• _Provided passage_:
____

Pilot-to-Portfolio Transition Remains Barrier to Novel Data Management Methods
Overly compartmentalized approaches to testing new data management solutions is one of the key obstacles to widespread adoption within an organization, research by the Tufts University Center for the Study of Drug Development (CSDD) and Saama Technologies indicates.
For instance, most companies — 84 percent, according to CSDD — are unlikely to adopt any novel data management solutions without first conducting a pilot test or proof-of-concept study. And 87 percent report having trouble generalizing pilot experience to portfolio-related activities.
The problem, said Kenneth Getz, deputy director of CSDD, is that the clinical research industry tends to conduct pilot tests as separate entities from the organization’s overall development strategy.
“There is no continuity planning,” Getz told attendees at a recent Xtalks webinar. “Once a pilot ends, there is no plan to move it to a broader level of activity. Often, the people involved in the pilot are no longer available to help the organization learn lessons from the pilot and begin to integrate it into drug development activities.”

____

• _Your objective_: Continue the article on moving data management pilots into portfolio use, starting right after its last sentence. The records that come next are separate material and not part of the article.

[Stored items from a collection]
____

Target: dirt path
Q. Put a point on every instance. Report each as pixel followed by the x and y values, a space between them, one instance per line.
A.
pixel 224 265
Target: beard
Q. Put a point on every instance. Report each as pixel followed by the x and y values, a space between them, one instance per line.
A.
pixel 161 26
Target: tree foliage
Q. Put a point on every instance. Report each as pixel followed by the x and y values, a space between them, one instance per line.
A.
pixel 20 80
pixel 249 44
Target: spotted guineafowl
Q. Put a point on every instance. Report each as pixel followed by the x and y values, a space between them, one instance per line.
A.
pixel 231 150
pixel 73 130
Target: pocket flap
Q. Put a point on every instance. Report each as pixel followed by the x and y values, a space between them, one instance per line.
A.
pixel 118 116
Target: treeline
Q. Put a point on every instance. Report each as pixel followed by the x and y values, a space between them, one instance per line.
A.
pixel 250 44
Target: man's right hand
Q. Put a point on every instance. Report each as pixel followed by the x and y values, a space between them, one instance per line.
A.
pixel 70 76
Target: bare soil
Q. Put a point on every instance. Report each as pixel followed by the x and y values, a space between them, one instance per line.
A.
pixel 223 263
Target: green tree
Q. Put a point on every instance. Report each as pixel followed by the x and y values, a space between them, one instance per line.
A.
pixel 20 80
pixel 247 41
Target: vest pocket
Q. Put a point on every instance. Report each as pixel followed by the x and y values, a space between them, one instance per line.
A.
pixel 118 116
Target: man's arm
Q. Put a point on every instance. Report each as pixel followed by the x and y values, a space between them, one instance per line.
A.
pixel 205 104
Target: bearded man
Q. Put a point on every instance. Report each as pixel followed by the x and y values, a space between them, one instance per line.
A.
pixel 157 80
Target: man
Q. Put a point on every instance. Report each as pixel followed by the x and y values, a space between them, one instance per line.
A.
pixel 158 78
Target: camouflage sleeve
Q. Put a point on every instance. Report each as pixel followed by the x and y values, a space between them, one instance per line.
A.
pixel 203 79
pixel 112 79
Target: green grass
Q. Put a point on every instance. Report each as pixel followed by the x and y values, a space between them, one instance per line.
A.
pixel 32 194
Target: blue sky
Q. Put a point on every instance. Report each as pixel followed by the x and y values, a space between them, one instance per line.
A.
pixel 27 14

____

• _Expected answer_:
To overcome this weakness, pilot or proof-of-concept programs should include concrete plans for integrating successful tests into a company’s broader development program. This could include incorporating insights from clinical research partners and staff involved in moving new products through the development pipeline, as well as regulatory specialists familiar with FDA demands for clinical data.
CSDD has identified several options available to help companies move new data management methods from concept to reality, as well as handling massive amounts of data generated through a growing variety of sources. These include:
- Protocol simplification;
- Assessment of protocol feasibility using novel technology;
- Quality-by-design and use of risk-based approaches to determine which data is more critical;
- Integrated platform solutions and unified data;
- Automation to drive some more rapid data collection with validation tools; and
- Application of artificial intelligence (AI) to leverage computing capacity to supplement limited personnel and capacity.
None of these approaches are new, Getz noted. The industry has been applying many of them at the pilot or proof-of-concept scale for up to 15 years, but little progress had been made until the COVID-19 crisis created a sense of urgency.
Response to the COVID-19 pandemic has certainly led to faster adoption of many technology solutions, particularly around remote monitoring and virtual studies. CSDD reported that 40 percent of trials ongoing at the time of the outbreak moved to remote or virtual models that included home health visits, direct-to-patient drug and supply delivery, and collection of data via portable devices, among other approaches.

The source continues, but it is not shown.